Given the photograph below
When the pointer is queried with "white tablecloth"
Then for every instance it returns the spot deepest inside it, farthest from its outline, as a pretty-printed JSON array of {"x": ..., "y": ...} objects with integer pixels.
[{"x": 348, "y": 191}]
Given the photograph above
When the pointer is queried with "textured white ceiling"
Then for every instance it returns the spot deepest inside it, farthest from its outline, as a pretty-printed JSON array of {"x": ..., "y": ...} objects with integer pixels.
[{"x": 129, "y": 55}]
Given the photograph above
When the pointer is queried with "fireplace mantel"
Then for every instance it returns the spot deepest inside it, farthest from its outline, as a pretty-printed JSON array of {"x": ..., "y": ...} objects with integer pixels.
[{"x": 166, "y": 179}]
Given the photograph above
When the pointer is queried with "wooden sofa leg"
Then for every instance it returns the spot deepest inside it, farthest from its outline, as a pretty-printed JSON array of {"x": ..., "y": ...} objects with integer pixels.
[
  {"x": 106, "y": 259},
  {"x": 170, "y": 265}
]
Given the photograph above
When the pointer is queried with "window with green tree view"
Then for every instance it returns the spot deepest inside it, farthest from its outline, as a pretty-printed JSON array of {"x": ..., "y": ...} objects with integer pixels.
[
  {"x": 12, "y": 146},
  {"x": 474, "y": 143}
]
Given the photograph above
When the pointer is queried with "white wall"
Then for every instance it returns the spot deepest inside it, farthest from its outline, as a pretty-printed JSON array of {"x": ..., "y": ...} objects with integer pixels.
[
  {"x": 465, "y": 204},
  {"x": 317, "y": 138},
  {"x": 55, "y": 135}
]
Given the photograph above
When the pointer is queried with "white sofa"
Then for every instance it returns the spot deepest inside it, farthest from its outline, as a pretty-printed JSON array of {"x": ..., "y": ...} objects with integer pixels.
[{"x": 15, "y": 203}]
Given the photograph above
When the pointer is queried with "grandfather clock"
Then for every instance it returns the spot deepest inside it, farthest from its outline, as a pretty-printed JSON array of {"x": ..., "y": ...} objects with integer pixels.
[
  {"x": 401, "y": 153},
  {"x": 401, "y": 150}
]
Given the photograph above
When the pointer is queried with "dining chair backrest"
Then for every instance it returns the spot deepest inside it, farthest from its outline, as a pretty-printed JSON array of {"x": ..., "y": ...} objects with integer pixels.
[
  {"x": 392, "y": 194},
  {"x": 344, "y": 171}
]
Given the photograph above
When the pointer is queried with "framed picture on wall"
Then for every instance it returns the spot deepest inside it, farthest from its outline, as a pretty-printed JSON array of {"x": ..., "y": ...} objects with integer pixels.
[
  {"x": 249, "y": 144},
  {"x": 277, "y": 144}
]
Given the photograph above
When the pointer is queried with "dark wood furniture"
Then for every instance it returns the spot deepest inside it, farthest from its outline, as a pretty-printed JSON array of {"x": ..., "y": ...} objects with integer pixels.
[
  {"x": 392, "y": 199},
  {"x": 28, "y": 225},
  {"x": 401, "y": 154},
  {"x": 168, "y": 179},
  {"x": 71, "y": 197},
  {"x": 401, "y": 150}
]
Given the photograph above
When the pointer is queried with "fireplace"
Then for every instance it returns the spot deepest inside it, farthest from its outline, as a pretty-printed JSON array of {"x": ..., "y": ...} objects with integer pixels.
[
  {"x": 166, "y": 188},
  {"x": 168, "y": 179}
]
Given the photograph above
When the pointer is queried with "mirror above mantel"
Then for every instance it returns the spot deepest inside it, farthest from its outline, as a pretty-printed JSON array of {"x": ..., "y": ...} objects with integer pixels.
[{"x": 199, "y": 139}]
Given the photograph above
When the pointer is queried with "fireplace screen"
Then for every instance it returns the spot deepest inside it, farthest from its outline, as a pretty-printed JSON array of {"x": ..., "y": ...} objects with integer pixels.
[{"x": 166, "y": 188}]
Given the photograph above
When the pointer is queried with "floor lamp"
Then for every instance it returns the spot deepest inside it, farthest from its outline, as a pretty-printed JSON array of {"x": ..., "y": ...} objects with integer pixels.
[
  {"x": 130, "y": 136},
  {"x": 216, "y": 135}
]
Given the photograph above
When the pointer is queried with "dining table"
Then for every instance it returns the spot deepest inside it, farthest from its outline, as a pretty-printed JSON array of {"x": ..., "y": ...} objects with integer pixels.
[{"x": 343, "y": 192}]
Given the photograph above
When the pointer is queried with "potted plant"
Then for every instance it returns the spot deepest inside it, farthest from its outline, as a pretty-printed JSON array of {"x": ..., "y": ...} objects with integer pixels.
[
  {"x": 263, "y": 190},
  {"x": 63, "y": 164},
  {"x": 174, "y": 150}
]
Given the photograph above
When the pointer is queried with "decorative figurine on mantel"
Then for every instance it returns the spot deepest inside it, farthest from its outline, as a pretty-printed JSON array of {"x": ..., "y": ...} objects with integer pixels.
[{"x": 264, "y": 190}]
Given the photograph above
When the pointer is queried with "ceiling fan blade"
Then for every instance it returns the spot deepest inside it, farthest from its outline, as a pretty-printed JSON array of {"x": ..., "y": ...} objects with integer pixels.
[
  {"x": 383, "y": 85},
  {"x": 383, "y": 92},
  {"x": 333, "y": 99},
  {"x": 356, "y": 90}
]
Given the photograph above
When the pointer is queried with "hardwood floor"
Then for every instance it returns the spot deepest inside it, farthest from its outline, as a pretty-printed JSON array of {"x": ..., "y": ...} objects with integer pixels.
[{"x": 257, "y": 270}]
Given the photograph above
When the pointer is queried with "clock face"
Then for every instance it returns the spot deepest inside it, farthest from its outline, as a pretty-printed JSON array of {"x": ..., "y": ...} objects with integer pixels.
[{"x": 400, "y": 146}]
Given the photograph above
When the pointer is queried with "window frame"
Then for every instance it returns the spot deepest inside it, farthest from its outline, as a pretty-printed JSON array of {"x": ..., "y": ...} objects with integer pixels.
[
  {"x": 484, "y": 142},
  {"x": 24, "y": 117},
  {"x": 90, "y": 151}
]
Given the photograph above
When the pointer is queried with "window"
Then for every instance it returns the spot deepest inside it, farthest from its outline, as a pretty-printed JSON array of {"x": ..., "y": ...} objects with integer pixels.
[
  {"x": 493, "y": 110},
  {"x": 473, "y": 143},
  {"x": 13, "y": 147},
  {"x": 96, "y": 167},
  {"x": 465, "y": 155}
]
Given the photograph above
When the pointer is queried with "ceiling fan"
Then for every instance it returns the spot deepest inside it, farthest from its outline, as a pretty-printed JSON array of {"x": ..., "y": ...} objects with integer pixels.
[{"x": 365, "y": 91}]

+ + + + + + +

> _Task brief_
Could you reproduce every line of the listing exactly?

> _Written answer_
Given the photograph below
When the pointer is queried with "white tablecloth"
Then for every instance it returns the spot deepest inside it, farthest from its outline, as a pretty-printed JSON array of {"x": ..., "y": ...} objects with integer pixels.
[{"x": 348, "y": 191}]
Given the photograph above
When the pointer is queried with "textured white ceiling"
Then for every instance it returns the spot deepest inside it, farthest from its outline, as a pretty-printed JSON array of {"x": ..., "y": ...} objects with integer pixels.
[{"x": 129, "y": 55}]
Given the photograph above
When the pointer is queried with "fireplace mantel"
Then for every instance it returns the spot deepest inside it, farthest from its outline, as a pretty-printed JSON array of {"x": ..., "y": ...} objects with integer pixels.
[{"x": 166, "y": 179}]
Given the photograph above
When the pointer is queried with "wooden sofa leg"
Then for every instance it returns the spot deepest inside it, farthest from its outline, as a pretty-printed JSON array of {"x": ..., "y": ...} objects with integer pixels.
[
  {"x": 106, "y": 259},
  {"x": 170, "y": 265}
]
Given the photograph above
When the pointer is queried with "window with green tree view"
Then for every instance it returns the spot deepest inside it, farthest from its outline, as a pretty-printed JSON array of {"x": ..., "y": ...} objects with integer pixels.
[
  {"x": 12, "y": 146},
  {"x": 474, "y": 143}
]
Given the photograph above
When the pointer is queried with "white wall"
Then for every instance it returns the spot deepest inside it, farthest from its outline, as a pretty-printed JSON array of {"x": ..., "y": ...} objects with integer pixels.
[
  {"x": 465, "y": 204},
  {"x": 317, "y": 138},
  {"x": 55, "y": 135}
]
Given the photograph above
When the pointer is queried with "white sofa"
Then for every instance it returns the spot deepest inside it, farthest from its outline, as a pretty-printed JSON array of {"x": ..., "y": ...} objects with integer pixels.
[{"x": 15, "y": 203}]
Given the photograph above
When the pointer is queried with "grandfather clock"
Then for every instance it returns the spot deepest inside it, farthest from its outline, as a pretty-printed JSON array of {"x": ..., "y": ...} objects with integer pixels.
[
  {"x": 401, "y": 153},
  {"x": 401, "y": 150}
]
Given the photograph above
When the pointer is queried with "dining chair backrest"
Then for every instance it returns the spot deepest inside it, farthest from its outline, as a pretty-printed JSON array of {"x": ..., "y": ...} objects with integer pixels.
[
  {"x": 392, "y": 194},
  {"x": 344, "y": 171}
]
Given the photograph above
When the pointer is queried with "framed picture on wall"
Then for every instance it returns the spot deepest inside it, farthest from its outline, as a pretty-printed JSON array of {"x": ..., "y": ...} objects with integer pixels.
[
  {"x": 249, "y": 144},
  {"x": 277, "y": 144}
]
Given the photograph above
When the pointer is queried with "dark wood furniture"
Then for every instance it returns the spot deepest inside it, farthest from its outline, as a pretty-printed JSON array of {"x": ..., "y": ...} objects with integer pixels.
[
  {"x": 392, "y": 199},
  {"x": 28, "y": 225},
  {"x": 401, "y": 154},
  {"x": 168, "y": 179},
  {"x": 71, "y": 197},
  {"x": 401, "y": 150}
]
Given the photograph above
When the pointer is queried with "fireplace"
Then for every instance it returns the spot deepest inside it, farthest from its outline, as a pretty-printed JSON array of {"x": ..., "y": ...} objects with integer pixels.
[
  {"x": 166, "y": 188},
  {"x": 168, "y": 179}
]
Given the photograph above
When the pointer is queried with "mirror above mantel"
Then for every instance it returns the spot deepest inside it, farthest from its outline, as a pretty-printed JSON array of {"x": ..., "y": ...} objects with integer pixels.
[{"x": 199, "y": 139}]
Given the photograph above
When the pointer is queried with "fireplace screen"
Then for every instance it returns the spot deepest inside it, farthest from its outline, as a pretty-printed JSON array of {"x": ..., "y": ...} objects with integer pixels.
[{"x": 166, "y": 188}]
Given the photograph above
When the pointer is queried with "floor lamp"
Then for every instance it returns the spot deepest inside it, farthest from its outline, as a pretty-printed JSON array of {"x": ..., "y": ...} objects with integer pixels.
[
  {"x": 130, "y": 136},
  {"x": 216, "y": 135}
]
Given the photograph above
When the pointer is queried with "dining table"
Then for every instance it returns the spot deepest inside it, farthest from its outline, as a pretty-printed JSON array of {"x": ..., "y": ...} objects with integer pixels.
[{"x": 343, "y": 192}]
Given the photograph above
When the pointer is queried with "potted plant"
Then for every instance it returns the spot deepest inside it, farthest from its outline, as a pretty-printed JSON array of {"x": ..., "y": ...} objects with integer pixels.
[
  {"x": 263, "y": 190},
  {"x": 63, "y": 164},
  {"x": 174, "y": 150}
]
Given the photograph above
When the pointer is queried with "decorative figurine on mantel"
Then for every instance it returns the spot deepest inside it, farthest from its outline, as a pretty-printed JSON array of {"x": ..., "y": ...} objects with integer pixels.
[{"x": 264, "y": 190}]
Given the photograph above
When the pointer is queried with "ceiling fan blade"
Then for every instance it returns the spot deepest inside it, farthest from its outline, as a pretty-printed JSON array of {"x": ..., "y": ...} objects with integer pixels.
[
  {"x": 383, "y": 85},
  {"x": 383, "y": 92},
  {"x": 333, "y": 99},
  {"x": 356, "y": 90}
]
Given the photograph above
When the pointer is queried with "hardwood floor"
Then for every instance it returns the spot deepest inside it, farthest from its outline, as a pretty-printed JSON array of {"x": ..., "y": ...} objects with integer pixels.
[{"x": 257, "y": 270}]
Given the photograph above
When the pointer is queried with "clock face"
Then for every instance it returns the spot deepest inside it, farthest from its outline, as a pretty-printed JSON array of {"x": ..., "y": ...} objects with integer pixels.
[{"x": 400, "y": 146}]
Given the photograph above
When the pointer is queried with "window frame"
Then for every instance it returns the spot deepest inside it, farthest from its outline, as a pretty-printed JSON array of {"x": ..., "y": ...} objects with integer pixels.
[
  {"x": 484, "y": 142},
  {"x": 24, "y": 117},
  {"x": 90, "y": 151}
]
Given the photograph above
When the pointer is queried with "window"
Then for every instance it returns the spot deepest inside it, farthest from its outline, as a pretty-printed JSON array of {"x": ..., "y": ...} objects with integer pixels.
[
  {"x": 493, "y": 110},
  {"x": 473, "y": 143},
  {"x": 13, "y": 147},
  {"x": 96, "y": 167},
  {"x": 465, "y": 155}
]
Given the photograph above
When the pointer is queried with "ceiling fan"
Then for every instance it returns the spot deepest inside it, farthest from its outline, as a pretty-printed JSON array of {"x": ..., "y": ...} objects with integer pixels.
[{"x": 365, "y": 91}]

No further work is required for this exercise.